> Work order
Could the entries below be transcribed word for word, with the pictures omitted?

> Data provided
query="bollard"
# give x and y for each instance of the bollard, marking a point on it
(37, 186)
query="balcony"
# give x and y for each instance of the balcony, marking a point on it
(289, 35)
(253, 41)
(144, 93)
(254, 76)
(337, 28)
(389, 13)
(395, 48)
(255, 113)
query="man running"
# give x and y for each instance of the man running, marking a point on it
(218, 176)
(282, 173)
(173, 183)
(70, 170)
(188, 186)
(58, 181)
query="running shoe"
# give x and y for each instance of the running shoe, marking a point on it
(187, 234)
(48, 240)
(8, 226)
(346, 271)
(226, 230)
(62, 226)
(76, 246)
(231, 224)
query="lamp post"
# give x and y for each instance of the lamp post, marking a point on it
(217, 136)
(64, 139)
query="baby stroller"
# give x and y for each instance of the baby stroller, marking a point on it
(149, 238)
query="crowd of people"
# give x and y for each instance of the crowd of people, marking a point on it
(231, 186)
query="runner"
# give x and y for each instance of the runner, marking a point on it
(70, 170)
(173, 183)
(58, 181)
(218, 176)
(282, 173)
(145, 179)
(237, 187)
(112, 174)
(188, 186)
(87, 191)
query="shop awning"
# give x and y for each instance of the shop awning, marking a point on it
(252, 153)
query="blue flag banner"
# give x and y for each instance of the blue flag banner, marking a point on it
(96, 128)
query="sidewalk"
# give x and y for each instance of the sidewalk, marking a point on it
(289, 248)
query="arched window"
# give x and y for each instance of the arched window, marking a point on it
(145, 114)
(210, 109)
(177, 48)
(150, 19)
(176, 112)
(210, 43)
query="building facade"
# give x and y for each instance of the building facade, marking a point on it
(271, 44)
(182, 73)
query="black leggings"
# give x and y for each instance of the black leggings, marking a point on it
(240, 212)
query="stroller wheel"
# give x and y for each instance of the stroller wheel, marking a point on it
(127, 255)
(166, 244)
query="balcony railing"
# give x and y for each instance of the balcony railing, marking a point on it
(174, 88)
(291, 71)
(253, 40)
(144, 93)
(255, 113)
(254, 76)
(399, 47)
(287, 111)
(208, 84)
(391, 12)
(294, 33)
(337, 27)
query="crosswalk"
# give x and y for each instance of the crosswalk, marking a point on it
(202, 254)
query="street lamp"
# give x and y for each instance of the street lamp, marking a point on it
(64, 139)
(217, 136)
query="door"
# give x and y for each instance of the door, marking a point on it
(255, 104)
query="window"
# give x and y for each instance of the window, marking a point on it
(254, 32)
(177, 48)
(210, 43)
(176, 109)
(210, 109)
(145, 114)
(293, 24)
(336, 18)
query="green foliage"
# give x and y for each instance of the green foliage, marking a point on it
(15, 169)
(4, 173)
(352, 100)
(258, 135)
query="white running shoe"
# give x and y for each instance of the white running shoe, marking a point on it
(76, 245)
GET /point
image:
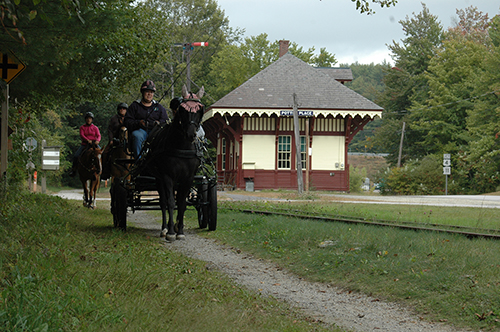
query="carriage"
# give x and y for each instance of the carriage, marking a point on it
(166, 178)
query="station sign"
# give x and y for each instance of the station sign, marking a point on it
(50, 157)
(301, 113)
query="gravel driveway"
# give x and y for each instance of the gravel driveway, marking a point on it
(326, 303)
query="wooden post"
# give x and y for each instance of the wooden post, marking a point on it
(300, 181)
(5, 134)
(308, 164)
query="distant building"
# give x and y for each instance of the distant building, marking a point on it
(253, 128)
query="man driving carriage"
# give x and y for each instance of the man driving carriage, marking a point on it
(89, 133)
(115, 123)
(143, 115)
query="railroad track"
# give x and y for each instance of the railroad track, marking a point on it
(469, 232)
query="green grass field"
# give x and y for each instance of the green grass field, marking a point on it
(65, 267)
(445, 277)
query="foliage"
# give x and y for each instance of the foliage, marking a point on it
(368, 82)
(356, 179)
(417, 177)
(406, 83)
(364, 5)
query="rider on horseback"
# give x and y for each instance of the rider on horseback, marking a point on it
(89, 133)
(143, 115)
(115, 123)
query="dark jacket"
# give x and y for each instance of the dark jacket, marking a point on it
(115, 123)
(137, 112)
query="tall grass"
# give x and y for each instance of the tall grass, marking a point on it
(65, 268)
(444, 277)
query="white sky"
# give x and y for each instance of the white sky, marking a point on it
(338, 26)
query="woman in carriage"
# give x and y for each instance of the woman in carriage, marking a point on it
(143, 115)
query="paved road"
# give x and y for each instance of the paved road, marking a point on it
(482, 201)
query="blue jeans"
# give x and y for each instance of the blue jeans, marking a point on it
(138, 138)
(78, 153)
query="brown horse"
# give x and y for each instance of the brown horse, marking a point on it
(89, 170)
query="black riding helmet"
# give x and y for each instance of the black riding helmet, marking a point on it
(174, 103)
(148, 85)
(120, 106)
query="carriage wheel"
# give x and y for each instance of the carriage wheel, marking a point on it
(203, 207)
(212, 207)
(120, 208)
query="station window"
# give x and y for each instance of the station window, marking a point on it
(223, 154)
(303, 151)
(284, 151)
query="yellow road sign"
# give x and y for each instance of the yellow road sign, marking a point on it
(10, 67)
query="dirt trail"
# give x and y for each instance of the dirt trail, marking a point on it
(331, 305)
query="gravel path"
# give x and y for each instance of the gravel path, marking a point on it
(323, 302)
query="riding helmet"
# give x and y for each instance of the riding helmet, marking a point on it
(174, 103)
(121, 105)
(148, 85)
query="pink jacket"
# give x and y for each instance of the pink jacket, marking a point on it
(89, 133)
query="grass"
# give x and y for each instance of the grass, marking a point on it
(446, 278)
(65, 268)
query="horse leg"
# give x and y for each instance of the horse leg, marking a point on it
(170, 204)
(163, 206)
(92, 194)
(85, 193)
(95, 187)
(182, 193)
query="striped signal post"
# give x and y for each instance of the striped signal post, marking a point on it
(188, 49)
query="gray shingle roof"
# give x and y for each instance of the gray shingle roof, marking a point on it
(338, 74)
(273, 88)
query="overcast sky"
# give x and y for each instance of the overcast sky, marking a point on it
(337, 25)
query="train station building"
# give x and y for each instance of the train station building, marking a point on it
(252, 127)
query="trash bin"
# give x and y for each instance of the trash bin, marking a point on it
(249, 185)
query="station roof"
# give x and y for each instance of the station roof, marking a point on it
(271, 91)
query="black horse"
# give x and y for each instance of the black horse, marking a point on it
(173, 160)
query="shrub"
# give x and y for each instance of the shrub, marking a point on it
(356, 177)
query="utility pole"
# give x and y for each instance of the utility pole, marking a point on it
(188, 49)
(300, 180)
(401, 144)
(4, 133)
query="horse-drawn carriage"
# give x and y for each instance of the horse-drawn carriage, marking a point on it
(173, 171)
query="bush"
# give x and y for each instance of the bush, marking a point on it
(417, 177)
(356, 177)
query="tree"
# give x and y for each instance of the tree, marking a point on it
(364, 5)
(406, 84)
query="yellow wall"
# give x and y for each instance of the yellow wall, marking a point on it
(259, 149)
(328, 153)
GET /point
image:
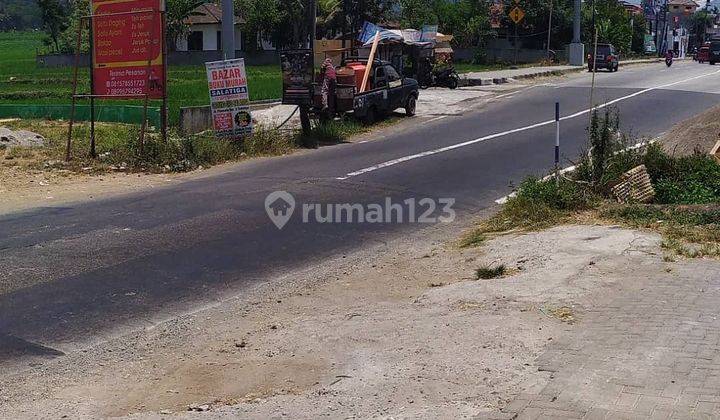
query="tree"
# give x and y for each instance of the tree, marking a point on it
(639, 30)
(54, 18)
(416, 13)
(612, 22)
(329, 18)
(700, 22)
(178, 12)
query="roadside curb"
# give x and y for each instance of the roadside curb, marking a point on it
(482, 81)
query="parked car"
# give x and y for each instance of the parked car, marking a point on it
(607, 58)
(389, 91)
(714, 53)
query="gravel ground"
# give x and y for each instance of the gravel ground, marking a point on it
(397, 330)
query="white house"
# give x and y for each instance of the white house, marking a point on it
(206, 30)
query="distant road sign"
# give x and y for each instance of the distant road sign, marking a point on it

> Problem solution
query="bollard"
# give x and y for each instance of the bollard, marking a point on it
(37, 186)
query="balcony"
# give x and y for each instance of the balcony, marking a point on it
(289, 35)
(253, 41)
(144, 93)
(254, 76)
(337, 28)
(389, 13)
(395, 48)
(255, 113)
query="man running"
# give x and y for each instance of the man running, marking a point on it
(218, 176)
(282, 173)
(173, 183)
(70, 170)
(188, 186)
(58, 181)
query="running shoe"
# give x and y for each instance of the running shoe, marking a point on it
(187, 234)
(48, 240)
(8, 226)
(346, 271)
(226, 230)
(62, 226)
(76, 246)
(231, 224)
query="lamp post"
# give x and y for each instance of the lamp post, marking a point on it
(217, 136)
(64, 139)
query="baby stroller"
# give x and y for each instance of the baby stroller, marking a point on it
(149, 238)
query="crowd of people"
# give x and y for each instance of the crowd of people, marking a point on it
(231, 186)
query="runner"
# give x and y for each instance of the runner, marking a point on it
(70, 170)
(173, 183)
(58, 181)
(218, 176)
(282, 173)
(145, 179)
(237, 187)
(112, 174)
(188, 186)
(87, 191)
query="shop awning"
# give x and y for each instance of the shop awning, marking a point on it
(252, 153)
query="blue flag banner"
# give x and y for each instance of the blue flag banner, marking a point on it
(96, 128)
query="sidewalk"
# give x and y for each instance of the sidewalk, marking a point on it
(289, 248)
query="arched window"
# give x and y for each instance of the arched window, marking a point on it
(145, 114)
(210, 109)
(177, 48)
(150, 19)
(176, 112)
(210, 43)
query="building facade"
# give x and y for each instance of the building facade, marking a point on it
(271, 44)
(182, 73)
query="black leggings"
# give x and y for each instance of the black leggings, marking a point on it
(240, 212)
query="stroller wheel"
# give x and y for each instance of the stroller wheel, marking a point on it
(127, 255)
(166, 244)
query="balcony railing"
# give x and y for each instance of the balcony railing, marking a point on it
(174, 88)
(291, 71)
(253, 40)
(144, 93)
(255, 113)
(254, 76)
(399, 47)
(287, 111)
(208, 84)
(391, 12)
(294, 33)
(337, 27)
query="crosswalk"
# give x and y for each instance of the crosswalk, marking a point on it
(202, 254)
query="street lamp"
# give x and y for each instance of the street lamp, marking a point on it
(64, 139)
(217, 136)
query="door"
# give x and y for each instance of the door, marking a point on it
(255, 104)
query="window"
# give x and y for each instance of the window, marking a point on it
(254, 32)
(177, 48)
(210, 43)
(176, 109)
(210, 109)
(145, 114)
(293, 24)
(336, 18)
query="green foliage"
# give x and y for each instance of the green foliage, marking a point on it
(15, 169)
(4, 173)
(352, 100)
(258, 135)
query="white running shoe"
# give x and y for each instance of the white running shoe, marking a point on it
(76, 245)
GET /point
image:
query="carriage"
# give x and y for each instance of the carriage, marking a point on it
(166, 178)
query="station sign"
# give x and y for each instance of the station sign, marking a point on it
(50, 157)
(301, 113)
query="gravel driveway"
# give x and y for each instance of the gravel driveway, marking a point on it
(326, 303)
query="wooden post"
# give x and y for each instance of the wooden post, marking a point on it
(300, 181)
(5, 134)
(308, 164)
query="distant building"
# give x and y for each instance of the distant building, marking a point on it
(253, 128)
query="man driving carriage"
# give x and y for each instance of the man driving carriage, marking a point on it
(89, 133)
(115, 123)
(143, 115)
query="railroad track"
# give x and y for each instance of the railroad track, marking a point on it
(469, 232)
query="green grass field"
# give x and y for each instance of the green grass field, marking a point on it
(65, 267)
(445, 277)
query="foliage"
# give x and y for each instance of the foliage, marking a point on it
(368, 82)
(356, 179)
(417, 177)
(406, 83)
(364, 5)
query="rider on horseback"
# give x and y for each instance of the rider on horseback, marking a point on it
(89, 133)
(143, 115)
(115, 123)
query="dark jacket"
# give x and y for each instance of the dark jacket, marking a point on it
(115, 123)
(137, 112)
query="tall grass"
# give x and y for each instance of the tall grass, marking a point on it
(65, 268)
(444, 277)
query="white sky"
# give x and y for each instance of the white sky, marking a point on it
(338, 26)
query="woman in carriage"
# give x and y for each instance of the woman in carriage, marking a point on it
(143, 115)
query="paved road"
# give x and y for each instance of the paved road, marking a point on it
(482, 201)
query="blue jeans"
# give x and y for each instance of the blue jeans, marking a point on it
(138, 138)
(78, 153)
query="brown horse"
# give x and y for each instance of the brown horse, marking a point on it
(89, 170)
query="black riding helmet"
# give x and y for each instance of the black riding helmet, marking a point on it
(174, 103)
(148, 85)
(120, 106)
query="carriage wheel"
# give x and y for each instance of the carriage wheel, marking a point on it
(203, 207)
(212, 207)
(120, 208)
query="station window"
# give x and y for each instance of the station window, marking a point on it
(223, 154)
(303, 151)
(284, 151)
query="yellow road sign"
# give x and y for each instance of the yellow road sign, marking a point on it
(10, 67)
query="dirt trail"
# give x and y for each instance of the dirt trail, marking a point on it
(331, 305)
query="gravel path"
# give x and y for each instance of the gravel path, marking a point on it
(323, 302)
query="riding helmet"
# give x and y for each instance of the riding helmet, marking a point on it
(174, 103)
(121, 105)
(148, 85)
query="pink jacket"
# give x and y for each instance of the pink jacket, marking a point on it
(89, 133)
query="grass"
# give x and y for each instance of the grass, marking a point on it
(446, 278)
(65, 268)
query="horse leg"
# give x and y for each instance of the horse leg, marking a point on it
(170, 204)
(163, 206)
(92, 194)
(85, 193)
(95, 187)
(182, 193)
query="striped signal post"
# give x and y for each instance of the striped signal post, marking a point on it
(188, 49)
query="gray shingle roof"
# give x and y for each instance of the gray shingle roof, marking a point on it
(338, 74)
(273, 88)
query="overcast sky"
# give x and y for each instance of the overcast sky, marking a point on it
(337, 25)
query="train station building"
# give x and y for each instance of the train station building, marking a point on it
(252, 127)
query="trash bin"
# give x and y for each instance of the trash bin, marking a point on it
(249, 185)
query="station roof"
# give x and y for each instance of the station roof, marking a point on it
(271, 91)
query="black horse"
# give x and y for each instance of the black horse, marking a point on it
(173, 160)
query="shrub"
# give x and y for each instance of the shrub, marking a point on it
(356, 177)
query="utility pole"
# give x and y for each instance of the utility pole, marking a point on it
(188, 49)
(300, 180)
(401, 144)
(4, 133)
query="horse-drawn carriage"
# give x and y for each instance of the horse-drawn carriage, marking a point on it
(173, 171)
query="bush"
# give x and y for each instance of the bush, marking a point on it
(417, 177)
(356, 177)
query="tree"
# give x and y for each instance of the tree, marking a point on it
(364, 5)
(406, 84)
query="yellow wall"
# give x and y for each instance of the yellow wall, marking a point on it
(259, 149)
(328, 153)
GET /point
image:
query="tree"
# give x and y for each instance of the tree, marking a point on it
(639, 30)
(54, 18)
(416, 13)
(612, 22)
(329, 18)
(700, 22)
(178, 12)
query="roadside curb"
# give x and y for each instance of the roadside curb, marking a point on it
(482, 81)
query="parked car"
# give x and y for each instance of the parked car, marking a point on it
(607, 58)
(389, 91)
(714, 53)
query="gravel ground"
# give x and y for each instance of the gravel ground, marking a point on it
(397, 330)
query="white house"
# give x and y for each instance of the white house, marking a point on it
(206, 30)
query="distant road sign"
# give x and y for each instance of the distant road sign, marking a point on it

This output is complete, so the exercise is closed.